# TASK DIRECTIONS:
Only the lines from the one containing "[output] one dot per instance, form <point>217,270</point>." through the last line of the listing are to be given again, exactly as they appear.
=======
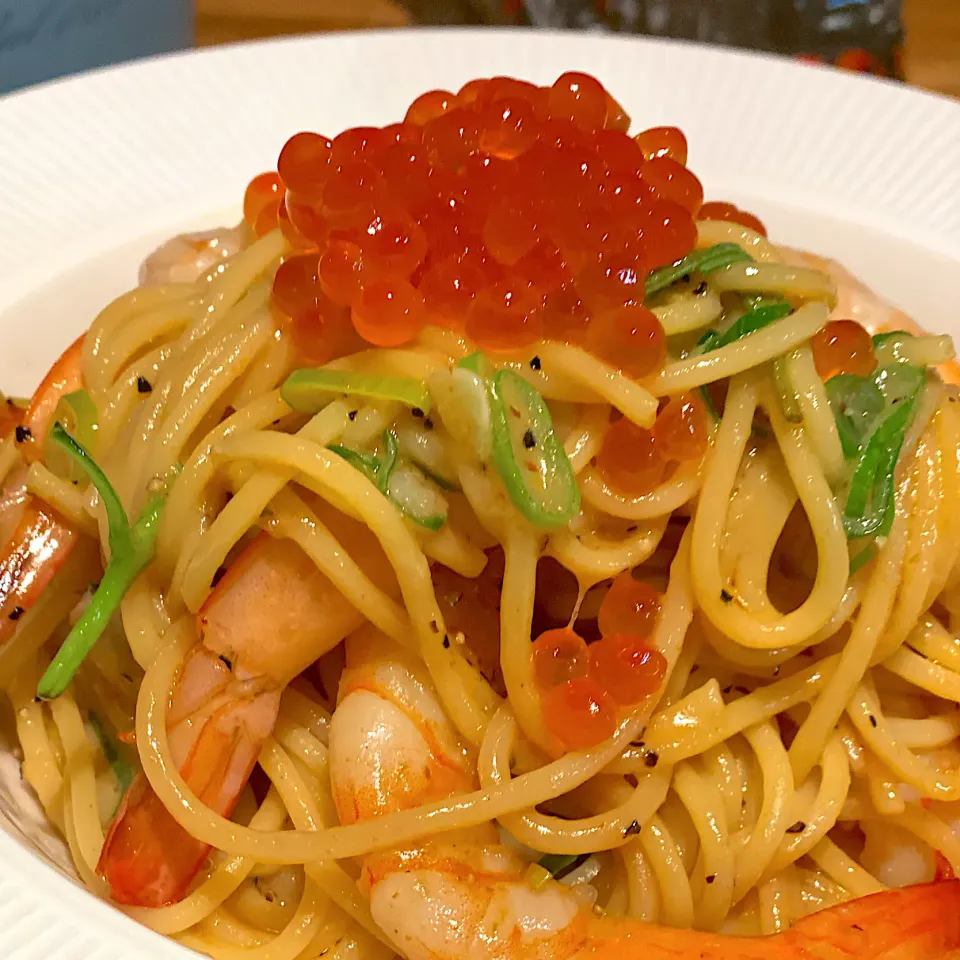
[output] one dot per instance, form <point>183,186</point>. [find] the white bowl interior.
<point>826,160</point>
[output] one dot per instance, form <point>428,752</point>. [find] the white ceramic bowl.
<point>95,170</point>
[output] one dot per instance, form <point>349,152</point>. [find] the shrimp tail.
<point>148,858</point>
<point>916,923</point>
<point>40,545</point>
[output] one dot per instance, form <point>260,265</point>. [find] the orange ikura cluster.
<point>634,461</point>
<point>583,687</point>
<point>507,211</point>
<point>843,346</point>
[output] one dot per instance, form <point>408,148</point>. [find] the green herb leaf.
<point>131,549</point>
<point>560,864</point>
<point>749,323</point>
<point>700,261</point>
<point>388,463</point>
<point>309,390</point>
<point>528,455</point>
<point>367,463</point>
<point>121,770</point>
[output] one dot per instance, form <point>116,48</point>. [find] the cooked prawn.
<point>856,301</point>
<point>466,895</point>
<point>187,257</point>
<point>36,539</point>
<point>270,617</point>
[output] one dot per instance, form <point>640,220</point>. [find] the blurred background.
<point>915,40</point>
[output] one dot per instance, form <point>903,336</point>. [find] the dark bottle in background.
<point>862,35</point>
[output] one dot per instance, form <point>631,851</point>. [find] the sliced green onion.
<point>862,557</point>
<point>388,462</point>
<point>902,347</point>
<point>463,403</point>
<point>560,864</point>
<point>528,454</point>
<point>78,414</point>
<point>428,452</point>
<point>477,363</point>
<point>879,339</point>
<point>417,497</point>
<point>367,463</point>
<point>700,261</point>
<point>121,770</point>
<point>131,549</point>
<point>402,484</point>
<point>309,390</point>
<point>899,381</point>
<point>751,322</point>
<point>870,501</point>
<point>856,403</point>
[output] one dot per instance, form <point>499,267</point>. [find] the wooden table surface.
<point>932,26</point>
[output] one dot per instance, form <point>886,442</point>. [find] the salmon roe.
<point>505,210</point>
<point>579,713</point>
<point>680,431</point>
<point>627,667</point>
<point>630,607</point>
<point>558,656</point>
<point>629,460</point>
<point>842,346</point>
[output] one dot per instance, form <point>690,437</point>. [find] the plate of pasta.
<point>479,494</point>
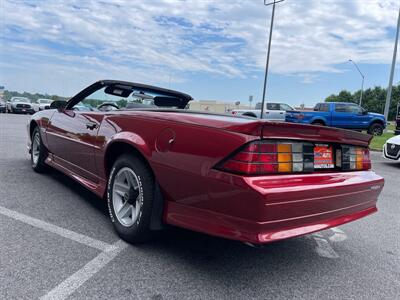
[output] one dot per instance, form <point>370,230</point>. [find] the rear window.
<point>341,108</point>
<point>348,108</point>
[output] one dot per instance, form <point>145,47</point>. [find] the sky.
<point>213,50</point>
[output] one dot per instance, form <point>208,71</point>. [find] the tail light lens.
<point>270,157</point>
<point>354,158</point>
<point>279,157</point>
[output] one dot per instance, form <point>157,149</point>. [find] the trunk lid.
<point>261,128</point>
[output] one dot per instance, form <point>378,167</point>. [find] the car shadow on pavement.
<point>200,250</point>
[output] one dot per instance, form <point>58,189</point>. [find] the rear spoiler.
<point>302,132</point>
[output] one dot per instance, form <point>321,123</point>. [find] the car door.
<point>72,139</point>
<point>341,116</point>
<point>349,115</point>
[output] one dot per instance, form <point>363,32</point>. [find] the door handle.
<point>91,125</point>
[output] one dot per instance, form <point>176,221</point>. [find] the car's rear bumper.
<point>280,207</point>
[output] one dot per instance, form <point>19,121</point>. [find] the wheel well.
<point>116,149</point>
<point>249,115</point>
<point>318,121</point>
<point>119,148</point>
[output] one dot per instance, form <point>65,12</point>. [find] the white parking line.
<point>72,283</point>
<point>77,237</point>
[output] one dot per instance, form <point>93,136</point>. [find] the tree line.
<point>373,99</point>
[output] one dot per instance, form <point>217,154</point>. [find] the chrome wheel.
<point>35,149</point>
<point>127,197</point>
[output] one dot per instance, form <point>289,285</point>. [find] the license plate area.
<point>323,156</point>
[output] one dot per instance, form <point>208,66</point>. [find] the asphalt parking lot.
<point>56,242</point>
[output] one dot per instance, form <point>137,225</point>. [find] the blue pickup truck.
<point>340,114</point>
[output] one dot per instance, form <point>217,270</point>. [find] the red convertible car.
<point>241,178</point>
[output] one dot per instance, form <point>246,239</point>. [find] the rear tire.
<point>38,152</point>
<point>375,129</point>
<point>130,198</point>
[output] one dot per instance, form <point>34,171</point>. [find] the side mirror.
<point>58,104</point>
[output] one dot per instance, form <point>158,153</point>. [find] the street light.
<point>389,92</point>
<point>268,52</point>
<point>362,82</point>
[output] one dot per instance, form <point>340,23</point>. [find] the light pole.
=======
# ANSWER BOX:
[output] one dot per instance, form <point>217,270</point>. [find] the red convertible car.
<point>241,178</point>
[output] one dot per instance, form <point>246,239</point>. [find] the rear tire.
<point>38,152</point>
<point>375,129</point>
<point>130,198</point>
[output] one dot per instance, form <point>34,171</point>. [find] the side mirror.
<point>58,104</point>
[output] one dot per instance, form <point>158,153</point>. [find] the street light.
<point>389,92</point>
<point>268,52</point>
<point>362,82</point>
[output] one dot per instance, form <point>340,23</point>. [find] the light pole.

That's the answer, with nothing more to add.